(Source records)
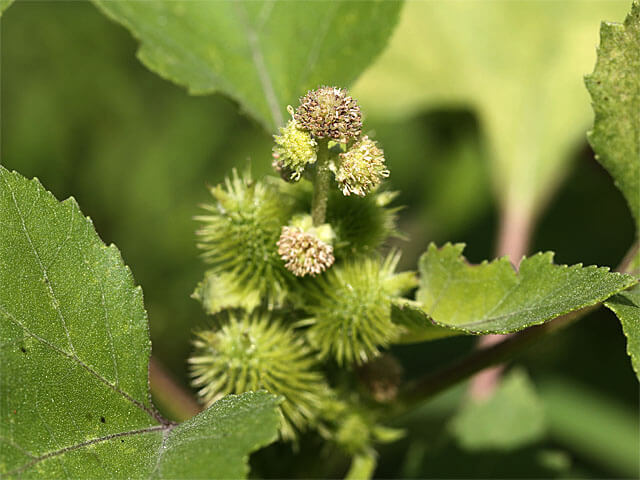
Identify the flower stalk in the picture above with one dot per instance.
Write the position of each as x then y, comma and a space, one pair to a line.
321, 183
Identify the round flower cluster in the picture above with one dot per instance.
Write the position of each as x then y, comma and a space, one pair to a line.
362, 168
303, 252
294, 150
329, 112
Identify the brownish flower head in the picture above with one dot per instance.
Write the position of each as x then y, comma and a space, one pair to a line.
329, 112
303, 252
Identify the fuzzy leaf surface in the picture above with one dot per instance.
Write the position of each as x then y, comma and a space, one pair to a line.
416, 325
263, 54
615, 90
74, 354
626, 305
493, 298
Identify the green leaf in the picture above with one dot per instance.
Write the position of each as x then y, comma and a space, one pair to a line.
362, 466
596, 426
511, 418
615, 90
4, 4
417, 325
517, 65
626, 305
493, 298
264, 54
74, 354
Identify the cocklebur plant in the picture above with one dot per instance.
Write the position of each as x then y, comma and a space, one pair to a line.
335, 290
305, 298
341, 302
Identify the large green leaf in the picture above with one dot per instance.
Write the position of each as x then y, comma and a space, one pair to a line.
518, 65
615, 89
74, 353
626, 305
512, 417
264, 54
494, 298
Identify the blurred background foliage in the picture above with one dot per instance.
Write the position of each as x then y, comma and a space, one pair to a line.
83, 115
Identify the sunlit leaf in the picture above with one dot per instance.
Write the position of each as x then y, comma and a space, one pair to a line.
74, 354
264, 54
493, 298
517, 65
626, 305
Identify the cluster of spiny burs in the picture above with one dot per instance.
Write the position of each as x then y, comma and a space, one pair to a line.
300, 295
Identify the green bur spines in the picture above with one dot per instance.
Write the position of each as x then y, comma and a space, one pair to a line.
253, 352
239, 238
350, 308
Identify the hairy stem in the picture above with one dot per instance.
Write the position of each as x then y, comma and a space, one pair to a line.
436, 382
321, 182
513, 242
176, 400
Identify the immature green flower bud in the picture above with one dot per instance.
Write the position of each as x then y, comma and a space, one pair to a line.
294, 150
329, 112
254, 352
303, 252
362, 168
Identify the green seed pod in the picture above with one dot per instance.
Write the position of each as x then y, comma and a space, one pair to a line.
257, 352
329, 112
362, 168
239, 241
294, 150
350, 308
361, 224
306, 250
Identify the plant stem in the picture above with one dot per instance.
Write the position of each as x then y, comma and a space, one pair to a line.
440, 380
513, 241
321, 181
176, 400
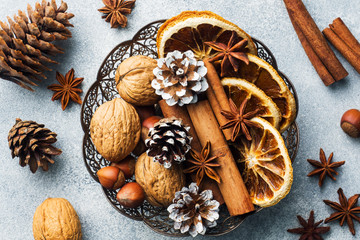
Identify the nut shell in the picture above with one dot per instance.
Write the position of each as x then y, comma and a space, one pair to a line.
160, 184
56, 218
115, 129
133, 80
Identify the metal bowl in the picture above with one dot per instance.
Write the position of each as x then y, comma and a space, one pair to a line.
104, 89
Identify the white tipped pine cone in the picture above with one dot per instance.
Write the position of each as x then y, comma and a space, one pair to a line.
179, 78
194, 212
168, 141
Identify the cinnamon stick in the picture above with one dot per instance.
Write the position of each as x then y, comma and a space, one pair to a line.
343, 48
217, 97
314, 59
181, 112
339, 27
317, 41
231, 186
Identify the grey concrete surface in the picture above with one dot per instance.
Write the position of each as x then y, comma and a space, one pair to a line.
320, 111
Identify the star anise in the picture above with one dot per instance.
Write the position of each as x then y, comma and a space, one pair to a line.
115, 11
230, 54
324, 167
346, 210
66, 90
203, 164
309, 230
238, 120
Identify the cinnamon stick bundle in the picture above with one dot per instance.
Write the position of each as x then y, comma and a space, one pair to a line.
313, 57
339, 27
316, 40
342, 39
217, 97
232, 187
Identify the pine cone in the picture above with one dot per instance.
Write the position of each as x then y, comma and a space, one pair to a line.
31, 142
179, 78
168, 141
25, 43
192, 211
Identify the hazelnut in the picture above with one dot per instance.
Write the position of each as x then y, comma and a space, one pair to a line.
147, 124
350, 123
131, 195
111, 177
127, 166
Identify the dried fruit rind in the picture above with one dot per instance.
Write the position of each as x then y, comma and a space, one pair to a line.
199, 27
268, 173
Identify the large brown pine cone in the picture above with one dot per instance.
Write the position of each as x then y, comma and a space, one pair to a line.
25, 43
168, 141
31, 142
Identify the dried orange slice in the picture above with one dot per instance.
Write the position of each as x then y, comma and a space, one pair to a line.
268, 172
191, 29
265, 77
239, 89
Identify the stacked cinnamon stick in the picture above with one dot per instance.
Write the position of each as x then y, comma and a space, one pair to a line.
340, 36
316, 47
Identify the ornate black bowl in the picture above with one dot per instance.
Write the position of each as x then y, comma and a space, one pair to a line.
104, 89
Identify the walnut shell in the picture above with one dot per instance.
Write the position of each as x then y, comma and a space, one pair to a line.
133, 80
160, 184
115, 129
56, 219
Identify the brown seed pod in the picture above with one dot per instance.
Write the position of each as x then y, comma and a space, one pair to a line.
133, 80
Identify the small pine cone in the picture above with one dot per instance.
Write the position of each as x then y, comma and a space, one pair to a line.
168, 141
179, 78
25, 43
193, 211
31, 142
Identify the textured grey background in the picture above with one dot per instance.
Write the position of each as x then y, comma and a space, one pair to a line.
320, 112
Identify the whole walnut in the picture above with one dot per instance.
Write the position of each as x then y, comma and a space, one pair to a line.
56, 219
133, 80
160, 184
115, 129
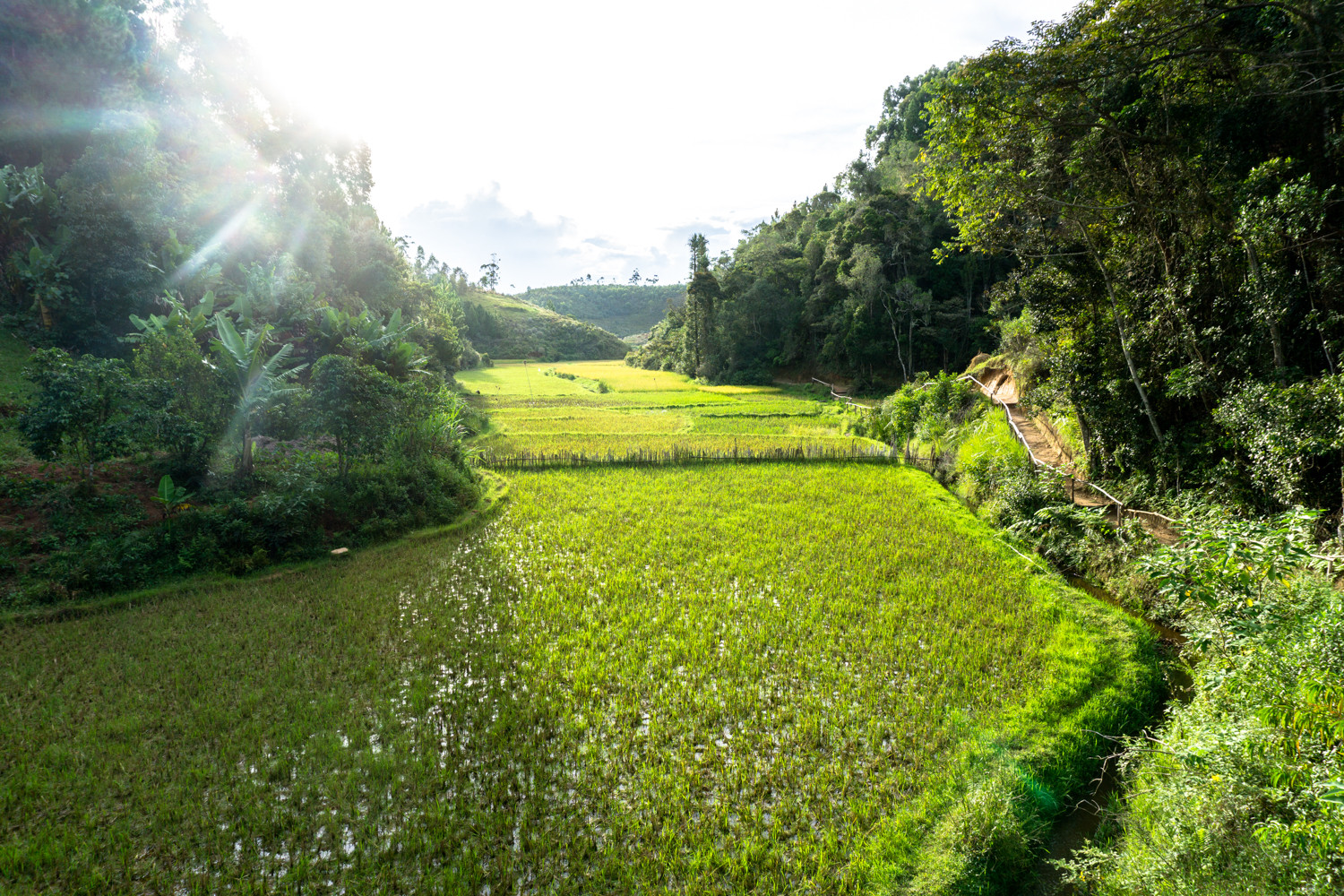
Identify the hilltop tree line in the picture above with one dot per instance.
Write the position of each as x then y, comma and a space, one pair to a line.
1137, 207
843, 282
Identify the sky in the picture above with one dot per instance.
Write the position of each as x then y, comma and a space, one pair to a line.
585, 137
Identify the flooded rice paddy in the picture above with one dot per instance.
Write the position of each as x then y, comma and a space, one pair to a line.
707, 680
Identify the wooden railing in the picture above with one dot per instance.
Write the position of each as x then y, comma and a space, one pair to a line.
1120, 505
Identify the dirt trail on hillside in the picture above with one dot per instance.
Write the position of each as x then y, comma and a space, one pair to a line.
1000, 386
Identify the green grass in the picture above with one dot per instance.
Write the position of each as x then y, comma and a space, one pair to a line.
771, 678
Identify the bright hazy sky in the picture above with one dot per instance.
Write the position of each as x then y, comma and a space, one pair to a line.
594, 137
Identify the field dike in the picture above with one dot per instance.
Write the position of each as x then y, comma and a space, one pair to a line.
988, 828
495, 490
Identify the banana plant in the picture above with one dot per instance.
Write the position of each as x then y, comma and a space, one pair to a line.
194, 319
257, 379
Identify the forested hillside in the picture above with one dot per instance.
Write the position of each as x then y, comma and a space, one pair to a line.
844, 282
504, 327
621, 309
1144, 223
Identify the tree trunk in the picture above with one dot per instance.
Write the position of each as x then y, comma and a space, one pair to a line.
1124, 343
1274, 336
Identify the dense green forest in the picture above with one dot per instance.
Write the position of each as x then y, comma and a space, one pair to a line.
625, 309
1144, 222
226, 340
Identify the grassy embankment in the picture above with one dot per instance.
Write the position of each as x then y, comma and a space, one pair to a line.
745, 678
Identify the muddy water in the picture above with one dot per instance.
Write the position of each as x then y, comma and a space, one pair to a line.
1081, 823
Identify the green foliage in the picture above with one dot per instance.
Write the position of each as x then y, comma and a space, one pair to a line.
83, 406
839, 285
1174, 215
255, 379
505, 327
1290, 438
738, 719
1223, 568
1239, 790
355, 405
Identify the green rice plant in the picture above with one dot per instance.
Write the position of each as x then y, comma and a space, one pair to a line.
591, 444
768, 678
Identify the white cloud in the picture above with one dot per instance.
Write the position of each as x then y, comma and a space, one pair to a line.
597, 131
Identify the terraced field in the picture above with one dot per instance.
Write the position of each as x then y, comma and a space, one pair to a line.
599, 408
771, 678
718, 678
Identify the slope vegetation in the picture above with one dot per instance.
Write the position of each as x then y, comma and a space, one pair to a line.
505, 327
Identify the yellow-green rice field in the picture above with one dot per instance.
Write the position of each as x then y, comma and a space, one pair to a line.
722, 678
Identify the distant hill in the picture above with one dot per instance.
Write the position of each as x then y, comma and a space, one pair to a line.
507, 327
615, 308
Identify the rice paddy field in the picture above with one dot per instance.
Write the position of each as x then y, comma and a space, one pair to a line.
612, 409
720, 678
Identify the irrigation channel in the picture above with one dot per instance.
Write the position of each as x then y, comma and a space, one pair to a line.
1075, 828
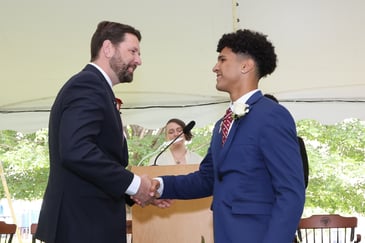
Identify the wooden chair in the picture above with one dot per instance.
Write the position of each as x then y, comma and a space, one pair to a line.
7, 232
33, 229
331, 228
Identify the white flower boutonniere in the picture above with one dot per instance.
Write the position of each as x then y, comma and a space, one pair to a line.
239, 110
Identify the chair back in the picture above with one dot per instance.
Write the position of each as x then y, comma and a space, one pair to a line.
329, 228
33, 229
7, 232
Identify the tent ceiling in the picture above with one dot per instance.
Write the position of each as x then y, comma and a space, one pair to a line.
319, 46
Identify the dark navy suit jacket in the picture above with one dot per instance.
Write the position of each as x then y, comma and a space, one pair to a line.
84, 201
256, 178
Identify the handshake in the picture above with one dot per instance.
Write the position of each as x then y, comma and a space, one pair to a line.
147, 193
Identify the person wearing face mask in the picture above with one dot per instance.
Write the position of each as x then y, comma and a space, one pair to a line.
177, 153
253, 167
89, 185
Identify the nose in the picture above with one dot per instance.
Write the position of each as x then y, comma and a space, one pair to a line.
138, 60
215, 68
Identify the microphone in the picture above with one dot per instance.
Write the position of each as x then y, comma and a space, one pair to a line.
185, 130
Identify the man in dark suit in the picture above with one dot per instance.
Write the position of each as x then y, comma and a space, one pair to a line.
303, 150
88, 183
255, 175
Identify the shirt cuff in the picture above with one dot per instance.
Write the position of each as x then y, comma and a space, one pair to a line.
133, 187
160, 189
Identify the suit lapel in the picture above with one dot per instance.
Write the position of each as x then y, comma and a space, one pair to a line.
235, 126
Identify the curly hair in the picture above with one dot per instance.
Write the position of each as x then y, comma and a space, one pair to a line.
254, 44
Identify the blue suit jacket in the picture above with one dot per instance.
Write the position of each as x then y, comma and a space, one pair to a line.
256, 178
84, 201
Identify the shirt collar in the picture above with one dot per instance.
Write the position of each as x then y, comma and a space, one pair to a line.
244, 98
109, 81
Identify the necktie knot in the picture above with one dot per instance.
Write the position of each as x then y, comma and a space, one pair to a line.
118, 103
226, 124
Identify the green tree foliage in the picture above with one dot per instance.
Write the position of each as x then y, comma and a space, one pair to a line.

Task prompt
Write out, word for word, every line from the one containing "Identify the dark" through the last line of the records above.

The completed task
Identify the dark navy suit jacket in the picture above with one dot per instance.
Write the position of each as x then y, comma and a space, one pair to a line.
84, 201
256, 178
Identify the handshake in the picture above with one dot per instance.
Write the position of each as x then y, comma and a space, one pair to a line.
147, 193
Identify the person wearing face mask in the picture above with one dot per instance.
Write the position of each as x then y, comma and a space, one pair to a line.
177, 153
253, 167
89, 185
Identify the nose in the picture above with one dot per instance.
Write the position of each as x then y, comma and a space, one pair to a line.
138, 60
215, 68
Identify the microphone in the picture above with one dot per instance.
Write the position of each as x then y, comma and a space, one pair to a line.
185, 130
Identify the man in dark suit in the picture above with one dot per instance.
Write the position of each as x then y, comma and a space, one pair to a line.
303, 150
88, 183
255, 175
Identify the shirt cuff in the picture above with one dot per instance.
Write the position of each as x then y, comma and a space, one pair to a line.
133, 187
160, 189
Identify the suit lapel in the picture above with one dot per instance.
Write the position of each as x then y, comma and a space, one pair to a line.
235, 126
Identify the curly hair in the picture above with one dot per instance.
Write the position of each as x then y, comma and a space, one pair to a line.
254, 44
Identify the blue suit jacket in the picture above with one dot per instance.
Write the position of each as x then y, comma and a space, one pair to a line.
256, 178
84, 201
Identify the shirt collar in the picture above with one dot per instance.
Write the position of each as x then y, comma and a space, one pair to a line.
244, 98
109, 81
Identify the necktie knot in the picture above with one dot per instance.
Write the position of each as x then y, comma and a space, one pair to a line.
118, 103
226, 124
Identify the green tree foliage in the picture above with one dot per instance.
Write the position of each as x then y, comma and a space, one pair to a line.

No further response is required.